_Stated problem a:_
In the passage on lithium-metal battery failure below, could you rewrite the part that begins at the words "Scientists at Brookhaven" and stops after "Chemistry of Materials.", swapping in "positive electrode" wherever "cathode" appears?

Scientists at Brookhaven National Laboratory have identified the primary cause of failure in a state-of-the-art lithium-metal battery.
Using high-energy x-rays, scientists followed the cycling-induced changes at thousands of different points across the battery to identify depletion of the liquid electrolyte as the primary cause of failure.
The team mapped the variations in performance, and at each point used the x-ray data to calculate the amount of cathode material and its local state of charge.
These findings, combined with complementary electrochemical measurements, enabled them to determine the dominant mechanism driving the loss of battery capacity after many charge-discharge cycles.
The findings were reported in the journal Chemistry of Materials.
The electrolyte transports lithium ions between the rechargeable battery’s two electrodes during each charge and discharge cycle.

_Stated problem b:_
Can you copy the listing below word for word, beginning at its first line and stopping after the line that contains "[[250, 148]]"?

[Rows from a pointing data set]
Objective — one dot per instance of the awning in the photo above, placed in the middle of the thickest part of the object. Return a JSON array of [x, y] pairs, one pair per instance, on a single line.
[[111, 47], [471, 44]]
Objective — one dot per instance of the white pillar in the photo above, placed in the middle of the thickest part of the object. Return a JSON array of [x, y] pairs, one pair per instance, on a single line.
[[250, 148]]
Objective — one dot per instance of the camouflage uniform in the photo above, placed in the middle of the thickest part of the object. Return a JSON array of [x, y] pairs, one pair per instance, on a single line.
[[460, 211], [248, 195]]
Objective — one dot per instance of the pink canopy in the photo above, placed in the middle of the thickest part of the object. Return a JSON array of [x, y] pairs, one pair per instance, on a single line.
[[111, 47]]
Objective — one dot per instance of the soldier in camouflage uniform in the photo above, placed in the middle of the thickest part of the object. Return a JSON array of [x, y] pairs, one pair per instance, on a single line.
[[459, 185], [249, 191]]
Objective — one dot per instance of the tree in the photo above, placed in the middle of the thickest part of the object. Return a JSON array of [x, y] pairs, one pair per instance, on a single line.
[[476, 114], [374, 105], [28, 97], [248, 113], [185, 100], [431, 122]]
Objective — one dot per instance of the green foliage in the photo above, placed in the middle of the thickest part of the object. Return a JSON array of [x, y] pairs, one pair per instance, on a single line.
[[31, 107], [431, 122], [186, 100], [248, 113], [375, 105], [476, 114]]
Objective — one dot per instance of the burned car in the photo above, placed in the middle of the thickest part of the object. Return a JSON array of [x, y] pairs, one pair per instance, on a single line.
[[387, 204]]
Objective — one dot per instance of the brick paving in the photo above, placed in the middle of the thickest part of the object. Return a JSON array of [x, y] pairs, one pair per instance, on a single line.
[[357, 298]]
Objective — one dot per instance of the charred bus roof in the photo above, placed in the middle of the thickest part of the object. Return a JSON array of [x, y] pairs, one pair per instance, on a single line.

_Written response a:_
Scientists at Brookhaven National Laboratory have identified the primary cause of failure in a state-of-the-art lithium-metal battery.
Using high-energy x-rays, scientists followed the cycling-induced changes at thousands of different points across the battery to identify depletion of the liquid electrolyte as the primary cause of failure.
The team mapped the variations in performance, and at each point used the x-ray data to calculate the amount of positive electrode material and its local state of charge.
These findings, combined with complementary electrochemical measurements, enabled them to determine the dominant mechanism driving the loss of battery capacity after many charge-discharge cycles.
The findings were reported in the journal Chemistry of Materials.

_Written response b:_
Objective — one dot per instance of the awning in the photo above, placed in the middle of the thickest part of the object. Return a JSON array of [x, y] pairs, one pair per instance, on a single line.
[[111, 47], [471, 44]]
Objective — one dot per instance of the white pillar in the photo above, placed in the middle of the thickest part of the object. Return a JSON array of [x, y] pairs, one pair per instance, on a single line.
[[250, 148]]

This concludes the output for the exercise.